Continue the patch text on inode reference counting and LRU rules, picking up after its last sentence.

[Passage for review]

Signed-off-by: Josef Bacik <josef@toxicpanda.com>
---
Documentation/filesystems/vfs.rst | 86 +++++++++++++++++++++++++++++++
1 file changed, 86 insertions(+)
diff --git a/Documentation/filesystems/vfs.rst b/Documentation/filesystems/vfs.rst
index 229eb90c96f2..e285cf0499ab 100644
--- a/Documentation/filesystems/vfs.rst
+++ b/Documentation/filesystems/vfs.rst
@@ -457,6 +457,92 @@ The Inode Object
An inode object represents an object within the filesystem.
+Reference counting rules
+------------------------
+
+The inode is reference counted in two distinct ways, an i_obj_count refcount and
+an i_count refcount. These control two different lifetimes of the inode. The
+i_obj_count is the simplest, think of it as a reference count on the object
+itself. When the i_obj_count reaches zero, the inode is freed. Inode freeing
+happens in the RCU context, so the inode is not freed immediately, but rather
+after a grace period.
+
+The i_count reference is the indicator that the inode is "alive". That is to
+say, it is available for use by all the ways that a user can access the inode.
+Once this count reaches zero, we begin the process of evicting the inode. This
+is where the final truncate of an unlinked inode will normally occur. Once
+i_count has reached 0, only the final iput() is allowed to do things like
+writeback, truncate, etc. All users that want to do these style of operation
+must use igrab() or, in very rare and specific circumstances, use
+inode_tryget().
+
+Every access to an inode must include one of these two references. Generally
+i_obj_count is reserved for internal VFS references, the s_inode_list for
+example. All file systems should use igrab()/lookup() to get a live reference on
+the inode, with very few exceptions.
+
+LRU rules
+---------
+
+This is tightly coupled with the reference counting rules above. If the inode is
+being held on an LRU it must be holding both an i_count and an i_obj_count
+reference. This is because we need the inode to be "live" while it is on the LRU
+so it can be accessed again in the future.
+
+This is different how we traditionally operated. Traditionally we put 0 refcount
+objects on the LRU, and then when eviction happened we would remove the inode
+from the LRU if it had a non-zero refcount, or evict it if it had a zero
+refcount.
+
+Now the rules are much simpler. The LRU has a live reference on the inode. That
+means that eviction simply has to remove the LRU and call iput_evict(), which
+will make sure the inode is not re-added to the LRU when putting the reference.
+If there are other active references to the inode, then when those references
+are dropped the inode will be added back to the LRU.
+
+We have two uses for i_lru, one is for the normal inactive inode LRU, and the
+other is for pinned inodes that are pinned because they are dirty or because
+they have pagecache attached to them.
+
+The dirty case is easy to reason about. If the inode is dirty we cannot reclaim
+it until it has been written back. The inode gets added to super block's cached
+inode list when it is dirty, and removed when it is clean.

[/Passage for review]
[Data for review]

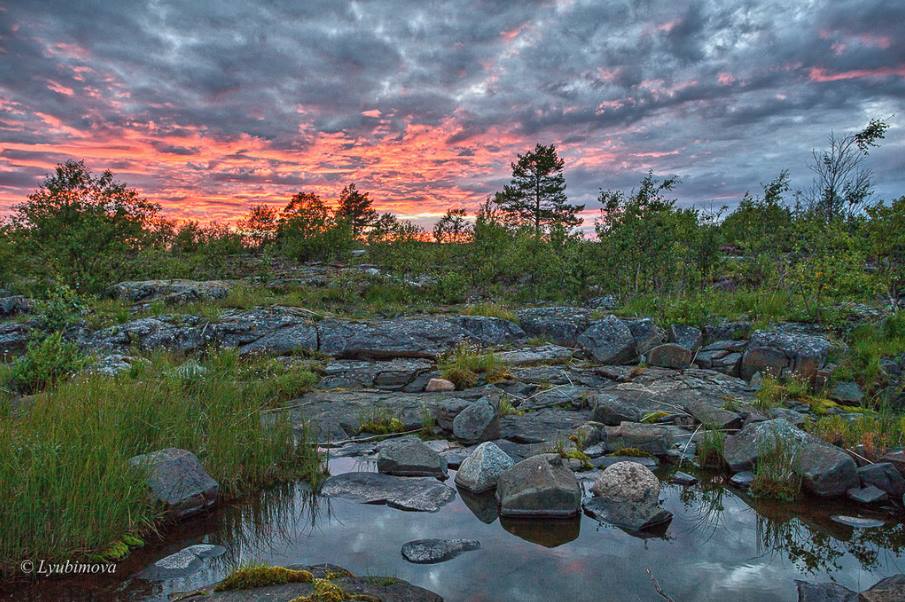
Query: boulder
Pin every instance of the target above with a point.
(178, 481)
(609, 341)
(403, 493)
(669, 355)
(540, 487)
(646, 333)
(826, 470)
(656, 440)
(477, 422)
(884, 477)
(481, 470)
(432, 551)
(411, 458)
(689, 337)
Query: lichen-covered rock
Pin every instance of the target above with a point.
(178, 480)
(826, 470)
(609, 341)
(539, 487)
(481, 470)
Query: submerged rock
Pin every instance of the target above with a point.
(178, 480)
(431, 551)
(539, 487)
(481, 470)
(404, 493)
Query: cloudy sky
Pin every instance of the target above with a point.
(210, 107)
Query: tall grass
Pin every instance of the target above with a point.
(65, 481)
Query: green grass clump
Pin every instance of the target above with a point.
(463, 365)
(67, 457)
(775, 475)
(250, 577)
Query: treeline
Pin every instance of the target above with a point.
(825, 243)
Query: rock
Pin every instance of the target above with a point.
(431, 551)
(15, 304)
(481, 470)
(477, 422)
(891, 589)
(682, 478)
(669, 355)
(540, 487)
(847, 392)
(653, 439)
(773, 351)
(646, 333)
(742, 479)
(534, 355)
(824, 592)
(883, 476)
(404, 493)
(561, 325)
(826, 470)
(411, 459)
(439, 384)
(170, 291)
(867, 495)
(609, 341)
(178, 480)
(689, 337)
(857, 522)
(182, 563)
(447, 411)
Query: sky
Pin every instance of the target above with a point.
(211, 107)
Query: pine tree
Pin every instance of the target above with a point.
(536, 196)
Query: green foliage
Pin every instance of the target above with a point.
(45, 363)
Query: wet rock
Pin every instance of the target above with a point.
(646, 333)
(653, 439)
(689, 337)
(182, 563)
(847, 392)
(439, 384)
(891, 589)
(539, 487)
(178, 481)
(534, 355)
(404, 493)
(867, 495)
(477, 422)
(883, 476)
(669, 355)
(481, 470)
(824, 592)
(432, 551)
(411, 459)
(170, 291)
(826, 470)
(609, 341)
(776, 350)
(856, 522)
(561, 325)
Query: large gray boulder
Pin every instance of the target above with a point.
(609, 341)
(411, 458)
(825, 470)
(481, 470)
(776, 351)
(539, 487)
(478, 422)
(178, 481)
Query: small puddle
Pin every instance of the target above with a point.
(718, 546)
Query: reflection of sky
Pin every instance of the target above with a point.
(715, 560)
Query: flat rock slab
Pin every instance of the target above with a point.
(404, 493)
(432, 551)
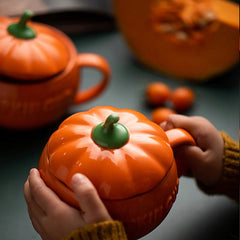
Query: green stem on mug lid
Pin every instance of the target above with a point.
(110, 134)
(20, 29)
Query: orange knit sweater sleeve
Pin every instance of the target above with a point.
(108, 230)
(229, 182)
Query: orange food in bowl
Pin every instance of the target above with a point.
(157, 93)
(161, 114)
(192, 40)
(182, 98)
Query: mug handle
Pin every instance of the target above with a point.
(94, 61)
(177, 137)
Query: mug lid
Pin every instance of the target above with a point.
(30, 51)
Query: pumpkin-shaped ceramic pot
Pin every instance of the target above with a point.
(39, 73)
(128, 158)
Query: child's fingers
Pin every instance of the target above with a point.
(33, 208)
(44, 197)
(88, 199)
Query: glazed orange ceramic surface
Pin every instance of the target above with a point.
(27, 102)
(187, 39)
(33, 59)
(137, 180)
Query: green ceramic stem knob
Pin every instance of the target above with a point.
(110, 134)
(20, 30)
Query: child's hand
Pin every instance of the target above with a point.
(206, 159)
(51, 217)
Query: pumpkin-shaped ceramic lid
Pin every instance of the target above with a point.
(30, 51)
(122, 152)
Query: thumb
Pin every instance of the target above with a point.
(89, 200)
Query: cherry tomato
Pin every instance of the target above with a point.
(161, 114)
(182, 98)
(157, 93)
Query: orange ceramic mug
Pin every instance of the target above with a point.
(32, 103)
(128, 158)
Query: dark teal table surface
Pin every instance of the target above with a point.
(194, 214)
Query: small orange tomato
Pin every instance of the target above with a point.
(157, 93)
(182, 98)
(161, 114)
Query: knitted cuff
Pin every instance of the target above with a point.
(108, 230)
(229, 182)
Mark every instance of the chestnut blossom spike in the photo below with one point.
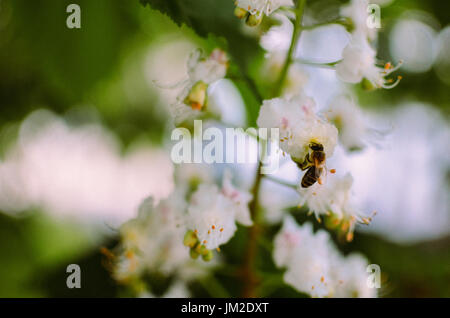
(306, 256)
(335, 198)
(192, 101)
(154, 241)
(352, 124)
(357, 12)
(359, 63)
(213, 212)
(350, 277)
(314, 266)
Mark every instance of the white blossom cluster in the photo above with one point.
(315, 267)
(359, 62)
(192, 101)
(153, 242)
(201, 216)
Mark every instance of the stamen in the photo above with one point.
(349, 237)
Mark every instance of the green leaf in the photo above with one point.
(214, 19)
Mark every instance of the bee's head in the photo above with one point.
(316, 146)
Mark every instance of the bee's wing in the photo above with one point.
(321, 174)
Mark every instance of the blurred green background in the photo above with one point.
(43, 64)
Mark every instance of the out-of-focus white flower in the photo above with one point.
(359, 63)
(202, 72)
(351, 123)
(78, 172)
(154, 240)
(350, 277)
(258, 7)
(212, 214)
(314, 265)
(278, 38)
(276, 42)
(298, 124)
(357, 11)
(334, 199)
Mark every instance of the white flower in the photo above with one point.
(359, 62)
(278, 38)
(276, 42)
(357, 11)
(241, 199)
(350, 277)
(354, 132)
(315, 267)
(307, 257)
(192, 101)
(334, 199)
(154, 240)
(207, 70)
(259, 7)
(298, 125)
(212, 214)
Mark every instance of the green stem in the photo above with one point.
(249, 277)
(295, 37)
(321, 24)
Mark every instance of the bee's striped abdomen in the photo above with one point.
(310, 177)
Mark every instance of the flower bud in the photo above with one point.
(254, 19)
(240, 13)
(201, 249)
(197, 95)
(193, 253)
(348, 24)
(190, 239)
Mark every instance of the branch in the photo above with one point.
(295, 37)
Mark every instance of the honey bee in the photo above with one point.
(314, 164)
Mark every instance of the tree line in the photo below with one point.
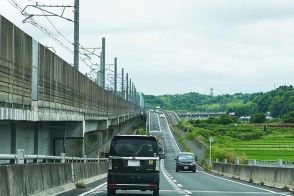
(277, 103)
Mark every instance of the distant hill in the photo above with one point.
(278, 102)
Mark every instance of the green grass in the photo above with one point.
(247, 140)
(264, 149)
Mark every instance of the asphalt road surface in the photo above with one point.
(188, 183)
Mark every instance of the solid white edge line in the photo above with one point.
(94, 189)
(159, 125)
(174, 185)
(228, 179)
(240, 183)
(171, 134)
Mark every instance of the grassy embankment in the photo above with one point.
(243, 141)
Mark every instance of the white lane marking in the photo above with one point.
(170, 133)
(188, 192)
(240, 183)
(167, 178)
(94, 189)
(224, 178)
(159, 125)
(232, 192)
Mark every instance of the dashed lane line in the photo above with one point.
(94, 189)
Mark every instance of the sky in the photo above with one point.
(179, 46)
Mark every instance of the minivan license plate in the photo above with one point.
(133, 163)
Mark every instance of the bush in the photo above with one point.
(80, 185)
(258, 118)
(288, 118)
(226, 119)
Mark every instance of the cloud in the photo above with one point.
(172, 46)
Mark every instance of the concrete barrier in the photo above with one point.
(88, 170)
(270, 176)
(29, 179)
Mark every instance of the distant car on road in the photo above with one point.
(186, 161)
(133, 164)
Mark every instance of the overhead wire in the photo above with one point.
(49, 33)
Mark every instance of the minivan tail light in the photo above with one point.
(110, 164)
(157, 165)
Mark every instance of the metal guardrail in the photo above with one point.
(265, 163)
(21, 158)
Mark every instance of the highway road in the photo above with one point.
(188, 183)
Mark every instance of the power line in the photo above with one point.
(49, 33)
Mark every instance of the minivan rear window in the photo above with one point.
(134, 148)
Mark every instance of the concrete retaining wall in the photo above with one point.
(35, 178)
(84, 171)
(270, 176)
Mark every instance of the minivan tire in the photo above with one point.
(111, 192)
(155, 192)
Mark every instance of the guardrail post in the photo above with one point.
(62, 157)
(20, 156)
(225, 161)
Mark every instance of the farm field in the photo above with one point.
(264, 149)
(245, 140)
(278, 144)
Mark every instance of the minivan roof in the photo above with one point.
(186, 153)
(146, 137)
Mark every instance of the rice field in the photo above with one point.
(271, 148)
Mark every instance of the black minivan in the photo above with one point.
(133, 164)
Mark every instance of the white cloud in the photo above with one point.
(172, 46)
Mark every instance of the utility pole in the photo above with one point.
(130, 97)
(127, 87)
(122, 83)
(76, 34)
(103, 63)
(99, 72)
(115, 75)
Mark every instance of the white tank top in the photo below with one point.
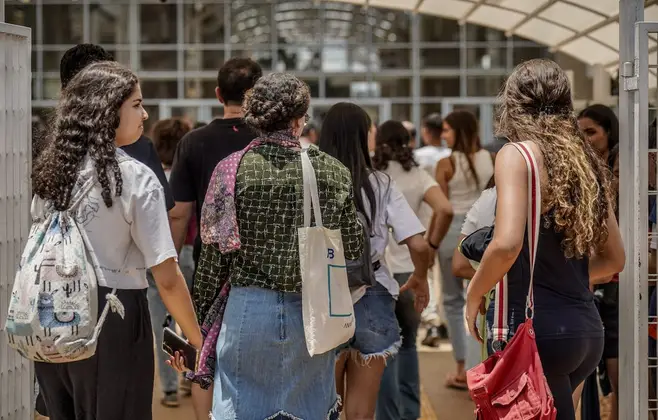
(464, 191)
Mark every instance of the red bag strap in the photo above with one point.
(534, 216)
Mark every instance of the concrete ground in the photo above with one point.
(438, 402)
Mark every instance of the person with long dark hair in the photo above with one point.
(399, 396)
(600, 126)
(359, 369)
(125, 221)
(166, 134)
(462, 176)
(579, 237)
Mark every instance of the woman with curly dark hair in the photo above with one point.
(249, 223)
(399, 396)
(579, 238)
(124, 218)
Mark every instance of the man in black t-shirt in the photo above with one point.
(79, 57)
(202, 149)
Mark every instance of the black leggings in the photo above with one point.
(567, 362)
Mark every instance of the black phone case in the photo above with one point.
(172, 342)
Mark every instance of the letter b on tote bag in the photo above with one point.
(327, 307)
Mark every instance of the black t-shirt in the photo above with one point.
(143, 151)
(197, 155)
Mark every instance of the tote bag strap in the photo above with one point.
(500, 325)
(310, 191)
(534, 216)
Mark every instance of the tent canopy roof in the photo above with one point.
(585, 29)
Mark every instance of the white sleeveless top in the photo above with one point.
(464, 191)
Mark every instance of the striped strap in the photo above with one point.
(500, 324)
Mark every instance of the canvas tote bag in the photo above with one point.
(328, 312)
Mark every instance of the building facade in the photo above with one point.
(395, 63)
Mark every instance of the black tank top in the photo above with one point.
(564, 305)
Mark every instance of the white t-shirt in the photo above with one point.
(482, 213)
(413, 184)
(393, 215)
(134, 233)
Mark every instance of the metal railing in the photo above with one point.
(16, 377)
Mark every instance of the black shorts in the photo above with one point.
(114, 384)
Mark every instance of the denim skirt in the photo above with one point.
(264, 370)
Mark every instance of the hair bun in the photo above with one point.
(274, 101)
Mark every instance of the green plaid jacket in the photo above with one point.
(269, 209)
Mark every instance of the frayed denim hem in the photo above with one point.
(388, 353)
(333, 414)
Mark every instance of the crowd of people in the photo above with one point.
(178, 220)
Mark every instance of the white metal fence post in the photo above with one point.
(630, 403)
(16, 380)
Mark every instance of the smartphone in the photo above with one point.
(172, 343)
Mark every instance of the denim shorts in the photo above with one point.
(263, 369)
(377, 330)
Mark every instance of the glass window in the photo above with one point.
(348, 86)
(121, 55)
(484, 85)
(198, 88)
(159, 89)
(154, 116)
(23, 15)
(158, 23)
(345, 58)
(487, 57)
(199, 60)
(391, 58)
(262, 54)
(34, 88)
(401, 112)
(436, 29)
(51, 60)
(159, 60)
(477, 33)
(108, 23)
(427, 109)
(346, 22)
(521, 54)
(473, 109)
(203, 23)
(433, 58)
(392, 87)
(299, 58)
(51, 88)
(390, 26)
(439, 86)
(297, 22)
(62, 24)
(314, 87)
(251, 23)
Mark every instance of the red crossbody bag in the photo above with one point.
(510, 384)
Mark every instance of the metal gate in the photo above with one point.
(16, 380)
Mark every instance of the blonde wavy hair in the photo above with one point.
(536, 105)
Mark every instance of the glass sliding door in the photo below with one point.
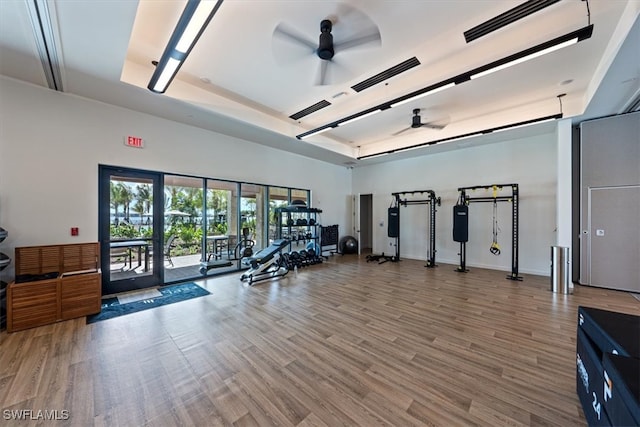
(302, 195)
(253, 214)
(184, 219)
(223, 242)
(129, 229)
(278, 197)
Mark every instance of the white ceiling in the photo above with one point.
(242, 81)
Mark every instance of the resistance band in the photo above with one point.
(495, 247)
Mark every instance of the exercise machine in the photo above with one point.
(460, 221)
(267, 263)
(205, 266)
(426, 197)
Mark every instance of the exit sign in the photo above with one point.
(133, 141)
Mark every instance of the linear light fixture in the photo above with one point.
(370, 113)
(509, 17)
(423, 94)
(44, 36)
(316, 132)
(192, 23)
(538, 50)
(467, 135)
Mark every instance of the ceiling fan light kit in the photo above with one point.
(192, 23)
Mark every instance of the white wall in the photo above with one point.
(529, 162)
(51, 144)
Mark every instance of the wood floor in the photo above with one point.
(342, 343)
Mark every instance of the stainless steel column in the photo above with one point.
(560, 270)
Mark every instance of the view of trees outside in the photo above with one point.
(184, 199)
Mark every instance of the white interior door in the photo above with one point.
(614, 237)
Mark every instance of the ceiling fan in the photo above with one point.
(325, 49)
(416, 122)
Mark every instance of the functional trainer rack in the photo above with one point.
(432, 201)
(513, 198)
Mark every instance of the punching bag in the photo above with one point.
(460, 223)
(394, 222)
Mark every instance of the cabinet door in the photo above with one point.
(80, 295)
(32, 304)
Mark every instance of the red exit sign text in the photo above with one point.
(133, 141)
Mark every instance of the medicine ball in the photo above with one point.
(348, 245)
(314, 247)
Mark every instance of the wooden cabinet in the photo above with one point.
(32, 304)
(53, 283)
(80, 295)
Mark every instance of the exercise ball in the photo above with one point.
(348, 245)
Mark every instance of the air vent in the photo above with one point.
(510, 16)
(312, 109)
(387, 74)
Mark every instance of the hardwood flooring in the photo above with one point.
(342, 343)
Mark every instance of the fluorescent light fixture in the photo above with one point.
(372, 156)
(516, 58)
(370, 113)
(195, 25)
(466, 135)
(192, 23)
(167, 73)
(429, 92)
(550, 119)
(525, 58)
(315, 132)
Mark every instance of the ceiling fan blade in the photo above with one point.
(373, 37)
(401, 131)
(289, 34)
(321, 78)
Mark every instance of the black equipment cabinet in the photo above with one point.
(608, 367)
(298, 224)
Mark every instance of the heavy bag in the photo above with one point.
(394, 222)
(460, 223)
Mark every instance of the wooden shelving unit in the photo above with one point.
(53, 283)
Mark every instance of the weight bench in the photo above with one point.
(209, 265)
(267, 263)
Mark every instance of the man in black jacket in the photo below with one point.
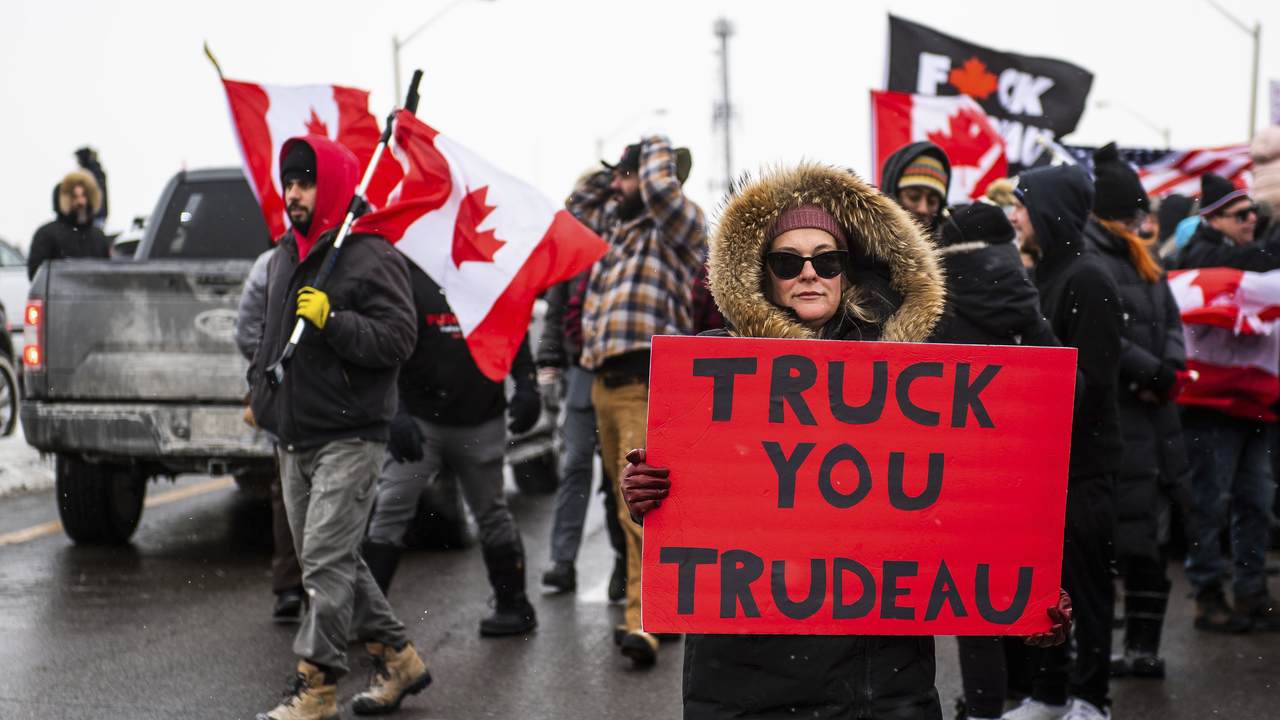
(330, 415)
(1080, 301)
(72, 233)
(451, 417)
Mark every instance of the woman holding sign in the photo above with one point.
(814, 253)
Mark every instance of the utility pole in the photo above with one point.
(723, 113)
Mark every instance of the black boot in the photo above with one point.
(512, 614)
(382, 560)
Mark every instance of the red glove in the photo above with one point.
(643, 484)
(1061, 618)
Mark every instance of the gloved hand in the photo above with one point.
(1061, 618)
(524, 406)
(643, 484)
(406, 441)
(314, 305)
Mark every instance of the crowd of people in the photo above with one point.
(382, 397)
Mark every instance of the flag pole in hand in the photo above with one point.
(355, 209)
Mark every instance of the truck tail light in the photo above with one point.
(33, 335)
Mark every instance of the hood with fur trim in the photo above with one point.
(91, 190)
(886, 247)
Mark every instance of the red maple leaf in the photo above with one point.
(973, 80)
(965, 140)
(315, 126)
(470, 245)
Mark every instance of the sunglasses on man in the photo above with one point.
(786, 265)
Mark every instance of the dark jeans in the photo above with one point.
(1088, 552)
(1230, 475)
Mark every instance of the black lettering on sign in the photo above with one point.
(968, 396)
(862, 414)
(903, 392)
(846, 452)
(982, 596)
(786, 469)
(722, 370)
(817, 589)
(792, 374)
(686, 560)
(890, 592)
(897, 496)
(739, 569)
(865, 602)
(945, 591)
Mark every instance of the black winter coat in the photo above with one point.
(1082, 304)
(341, 383)
(990, 297)
(440, 382)
(1151, 350)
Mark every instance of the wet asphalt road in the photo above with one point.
(177, 625)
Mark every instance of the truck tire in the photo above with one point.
(99, 504)
(536, 475)
(9, 393)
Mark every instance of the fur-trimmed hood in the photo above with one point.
(91, 190)
(881, 236)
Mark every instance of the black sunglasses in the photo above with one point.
(786, 265)
(1240, 215)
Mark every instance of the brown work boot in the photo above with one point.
(1214, 614)
(397, 673)
(309, 697)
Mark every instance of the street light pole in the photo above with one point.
(397, 44)
(1256, 33)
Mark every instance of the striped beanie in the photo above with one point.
(924, 171)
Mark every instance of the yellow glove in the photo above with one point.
(314, 305)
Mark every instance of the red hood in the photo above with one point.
(337, 176)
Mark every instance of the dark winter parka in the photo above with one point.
(1082, 305)
(1151, 351)
(897, 279)
(341, 383)
(65, 236)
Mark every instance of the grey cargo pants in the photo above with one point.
(328, 492)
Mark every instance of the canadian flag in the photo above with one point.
(265, 115)
(1232, 324)
(490, 241)
(955, 123)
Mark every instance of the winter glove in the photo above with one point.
(406, 441)
(1061, 618)
(314, 305)
(524, 406)
(643, 484)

[/Data for review]

▸ Response area:
+
+The pagecache case is a little more complex. The VM wants to pin inodes into
+memory as long as they have pagecache. This is because the pagecache has much
+better reclaim logic, it accounts for thrashing and refaulting, so it needs to
+be the ultimate arbiter of when an inode can be reclaimed. The inode remains on
+the cached list as long as it has pagecache to account for this. When pages are
+removed from the inode the VM calls inode_add_lru() to see if the inode still
+needs to be on the cached list or on the inactive LRU.
+
+Holding a live reference on the inode has one drawback. We must remove the inode
+from the LRU in more cases that previously, which can increase contention on the
+LRU. In practice this won't be a problem, because we only put the inode on the
+LRU that doesn't have a dentry associated with it. When we grab a live reference
+to an inode we must delete it from the LRU in order to make sure that any unlink
+operation results in the inode being removed on the final iput().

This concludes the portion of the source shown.